• TASK BRIEF: According to the news report on the United Airlines catering facility, what percentage of its normal flights was United operating in May?

• PAGE EXCERPT:
- Associated Press
Wednesday, May 13, 2020

A union representing catering workers wants to shut down a United Airlines facility in New Jersey, saying that more than 40 workers have contracted the new coronavirus and four have died.

Before the virus outbreak caused United to drastically cut flights, about 1,000 people at the facility at Newark Liberty International Airport worked for United, preparing food and drinks and removing garbage from planes.

Because of United’s drastic cuts in flying - it is operating only about 10% of its normal flights in May - only about 100 people currently work in the facility, according to the union, Unite Here.

The union and workers who talked to The Associated Press acknowledged that they aren’t sure how they contracted the virus, although some believe it happened at work.

Vicky Zavala, a transportation coordinator who has worked at the kitchen for 21 years, recalled going all the way to the back of a departing plane in early April to check galley supplies.

“There were already passengers sitting. I saw too many people without masks, it was scary,” she said. Zavala, her mother and her daughter, who all live together, tested posted for the coronavirus. All have recovered.

United did not dispute the union’s numbers about illnesses and deaths. The kitchen is located just outside New York City, in the heart of the worst COVID-19 outbreak in the United States. There have been more than 140,000 reported cases and about 9,500 deaths in New Jersey, second only to New York in both categories, according to researchers at Johns Hopkins University.

Records in a dataset:
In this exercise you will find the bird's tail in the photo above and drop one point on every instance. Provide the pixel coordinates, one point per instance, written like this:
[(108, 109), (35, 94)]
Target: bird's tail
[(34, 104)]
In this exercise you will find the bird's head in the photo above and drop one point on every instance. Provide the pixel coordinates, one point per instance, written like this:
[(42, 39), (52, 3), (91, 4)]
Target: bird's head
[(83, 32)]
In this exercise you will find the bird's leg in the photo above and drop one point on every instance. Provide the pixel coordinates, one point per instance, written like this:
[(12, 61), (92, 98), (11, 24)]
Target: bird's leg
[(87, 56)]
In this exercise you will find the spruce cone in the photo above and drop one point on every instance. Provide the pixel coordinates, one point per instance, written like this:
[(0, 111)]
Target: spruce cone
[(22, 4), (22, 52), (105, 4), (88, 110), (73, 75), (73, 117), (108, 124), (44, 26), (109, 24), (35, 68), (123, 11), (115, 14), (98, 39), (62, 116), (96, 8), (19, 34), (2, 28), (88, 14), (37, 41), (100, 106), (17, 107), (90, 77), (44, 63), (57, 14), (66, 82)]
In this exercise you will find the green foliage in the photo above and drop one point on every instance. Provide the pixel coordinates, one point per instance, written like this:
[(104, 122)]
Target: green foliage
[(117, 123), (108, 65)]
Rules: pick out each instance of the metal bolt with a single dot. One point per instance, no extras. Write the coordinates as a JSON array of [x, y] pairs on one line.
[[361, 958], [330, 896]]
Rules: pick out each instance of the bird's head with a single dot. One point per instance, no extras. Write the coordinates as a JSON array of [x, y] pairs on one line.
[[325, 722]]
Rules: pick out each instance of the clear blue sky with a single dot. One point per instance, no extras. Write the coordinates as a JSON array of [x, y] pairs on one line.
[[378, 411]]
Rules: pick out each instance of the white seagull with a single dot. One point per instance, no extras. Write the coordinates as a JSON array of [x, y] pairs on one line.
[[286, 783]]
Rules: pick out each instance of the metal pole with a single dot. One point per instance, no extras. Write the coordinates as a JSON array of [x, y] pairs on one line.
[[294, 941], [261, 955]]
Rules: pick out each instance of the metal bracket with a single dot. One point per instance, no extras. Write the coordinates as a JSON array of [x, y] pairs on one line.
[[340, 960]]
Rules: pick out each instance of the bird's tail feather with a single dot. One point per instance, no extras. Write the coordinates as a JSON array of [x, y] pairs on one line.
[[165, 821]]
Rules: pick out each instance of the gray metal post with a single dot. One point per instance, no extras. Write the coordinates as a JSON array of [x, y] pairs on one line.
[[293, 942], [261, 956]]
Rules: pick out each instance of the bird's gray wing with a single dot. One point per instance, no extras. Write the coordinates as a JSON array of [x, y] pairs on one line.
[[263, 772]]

• ANSWER BOX: About 10%.